** To do **
Please write out the entries word for word, from the start up to and including the line with "185], [172, 185]]".

* START Dataset rows *

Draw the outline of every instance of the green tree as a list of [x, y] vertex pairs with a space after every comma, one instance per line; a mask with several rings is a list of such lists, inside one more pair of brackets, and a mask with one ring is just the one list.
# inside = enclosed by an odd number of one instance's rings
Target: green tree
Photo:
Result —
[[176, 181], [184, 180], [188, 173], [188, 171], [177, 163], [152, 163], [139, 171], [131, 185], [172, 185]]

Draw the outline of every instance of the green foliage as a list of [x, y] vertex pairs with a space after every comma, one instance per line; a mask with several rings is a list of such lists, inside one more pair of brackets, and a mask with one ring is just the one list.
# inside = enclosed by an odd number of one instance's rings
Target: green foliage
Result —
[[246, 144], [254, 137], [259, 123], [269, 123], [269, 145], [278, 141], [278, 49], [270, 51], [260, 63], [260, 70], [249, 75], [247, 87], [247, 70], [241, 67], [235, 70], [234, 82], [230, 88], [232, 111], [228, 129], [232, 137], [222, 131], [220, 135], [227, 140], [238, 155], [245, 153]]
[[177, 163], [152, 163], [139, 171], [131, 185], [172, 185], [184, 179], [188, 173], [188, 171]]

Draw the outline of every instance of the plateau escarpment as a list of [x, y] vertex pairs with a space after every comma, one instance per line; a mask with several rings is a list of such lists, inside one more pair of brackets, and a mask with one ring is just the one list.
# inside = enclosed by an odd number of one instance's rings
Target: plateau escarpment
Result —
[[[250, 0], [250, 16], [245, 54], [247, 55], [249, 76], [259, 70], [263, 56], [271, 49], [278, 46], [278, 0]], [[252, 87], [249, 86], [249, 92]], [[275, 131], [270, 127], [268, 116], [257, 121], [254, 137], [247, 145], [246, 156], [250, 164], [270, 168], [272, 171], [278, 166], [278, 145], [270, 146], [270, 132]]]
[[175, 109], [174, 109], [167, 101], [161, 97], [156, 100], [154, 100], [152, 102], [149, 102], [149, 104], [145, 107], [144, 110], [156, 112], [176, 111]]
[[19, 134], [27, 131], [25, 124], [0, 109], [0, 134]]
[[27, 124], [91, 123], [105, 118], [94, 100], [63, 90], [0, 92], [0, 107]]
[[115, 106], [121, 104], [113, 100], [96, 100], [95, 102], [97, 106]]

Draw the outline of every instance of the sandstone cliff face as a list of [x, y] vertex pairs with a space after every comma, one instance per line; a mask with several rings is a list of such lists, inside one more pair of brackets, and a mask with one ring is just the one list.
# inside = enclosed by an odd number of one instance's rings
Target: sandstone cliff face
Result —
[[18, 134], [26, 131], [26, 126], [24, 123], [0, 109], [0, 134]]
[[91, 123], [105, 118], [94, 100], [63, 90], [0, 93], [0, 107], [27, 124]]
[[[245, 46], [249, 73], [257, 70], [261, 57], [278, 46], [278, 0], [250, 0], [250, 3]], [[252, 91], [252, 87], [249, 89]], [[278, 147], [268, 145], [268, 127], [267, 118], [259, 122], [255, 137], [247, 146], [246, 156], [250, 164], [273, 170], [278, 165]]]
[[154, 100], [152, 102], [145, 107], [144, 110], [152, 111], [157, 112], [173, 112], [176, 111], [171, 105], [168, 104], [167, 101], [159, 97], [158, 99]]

* END Dataset rows *

** The answer **
Draw the outline of every instance of the green tree as a list of [x, y] vertex pairs with a space after every comma, one instance per line; a mask with several rings is a list of such lists, inside one more pair of brackets, and a mask with one ring is just the one list.
# inside = enclosed by an odd number of one instance's rings
Target: green tree
Photo:
Result —
[[176, 181], [184, 180], [188, 173], [188, 171], [177, 163], [152, 163], [139, 171], [131, 185], [172, 185]]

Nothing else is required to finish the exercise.